Instruction pipeline

Pipelining redirects here. For HTTP pipelining, see HTTP pipelining.

An instruction pipeline is a technique used in the design of computers and other digital electronic devices to increase their instruction throughput (the number of instructions that can be executed in a unit of time). Pipelining doesn't reduce the time it takes to complete an instruction; it increases the number of instructions that can be processed at once, thus reducing the delay between completed instructions.

The fundamental idea is to split the processing of a computer instruction into a series of independent steps, with storage at the end of each step. This allows the computer's control circuitry to issue instructions at the processing rate of the slowest step, which is much faster than the time needed to perform all steps at once. The term pipeline refers to the fact that each step is carrying data at once (like water), and each step is connected to the next (like the links of a pipe.)

The origin of pipelining is thought to be either the ILLIAC II project or the IBM Stretch project though a simple version was used earlier in the Z1 in 1939 and the Z3 in 1941.[1]

The IBM Stretch Project proposed the terms, "Fetch, Decode, and Execute" that became common usage.

_Given information_:
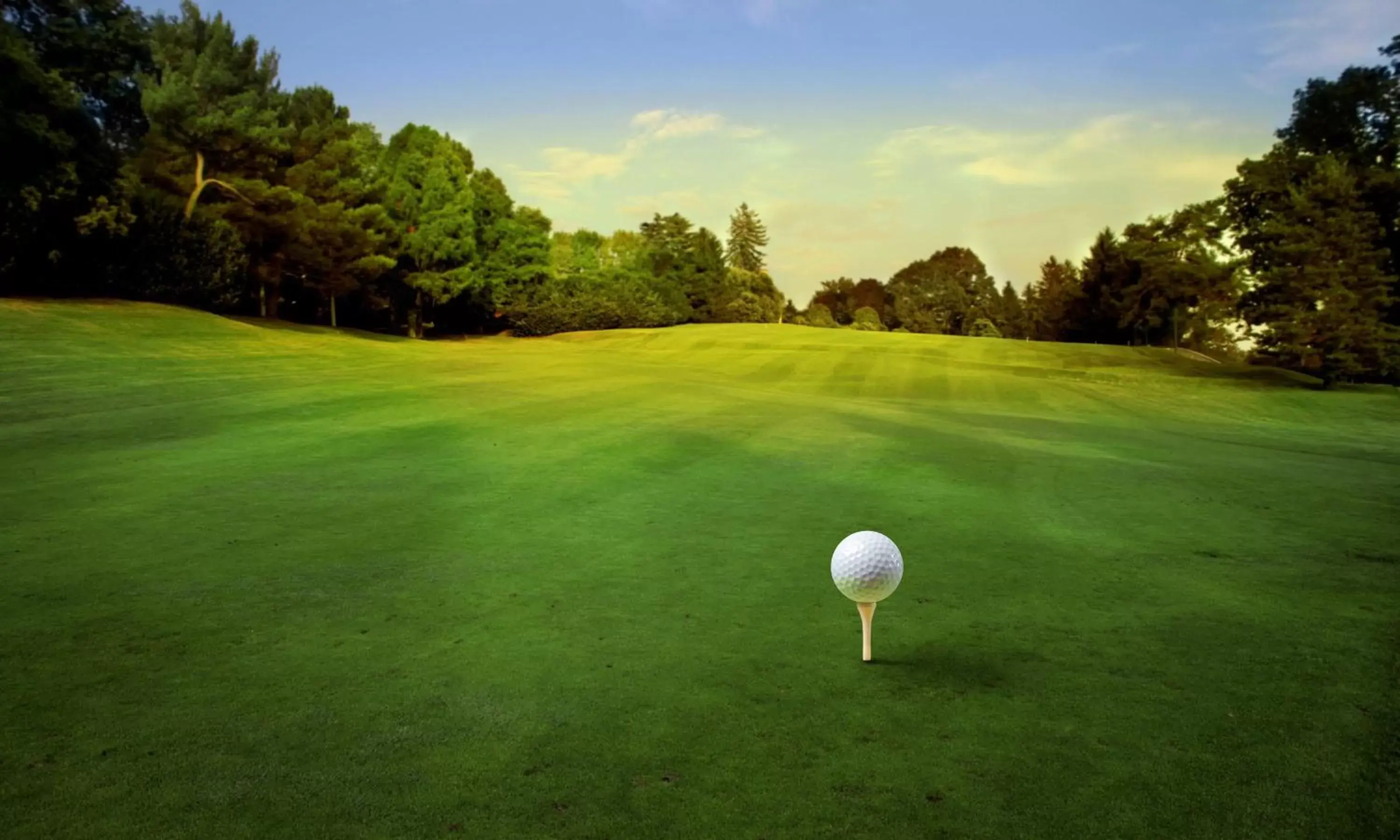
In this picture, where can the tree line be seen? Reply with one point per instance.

_Written task_:
Reproduce the instruction pipeline text from "Pipelining redirects here." to "between completed instructions.", substituting "processing rate" for "throughput" wherever it occurs.

_Answer for the task_:
Pipelining redirects here. For HTTP pipelining, see HTTP pipelining.

An instruction pipeline is a technique used in the design of computers and other digital electronic devices to increase their instruction processing rate (the number of instructions that can be executed in a unit of time). Pipelining doesn't reduce the time it takes to complete an instruction; it increases the number of instructions that can be processed at once, thus reducing the delay between completed instructions.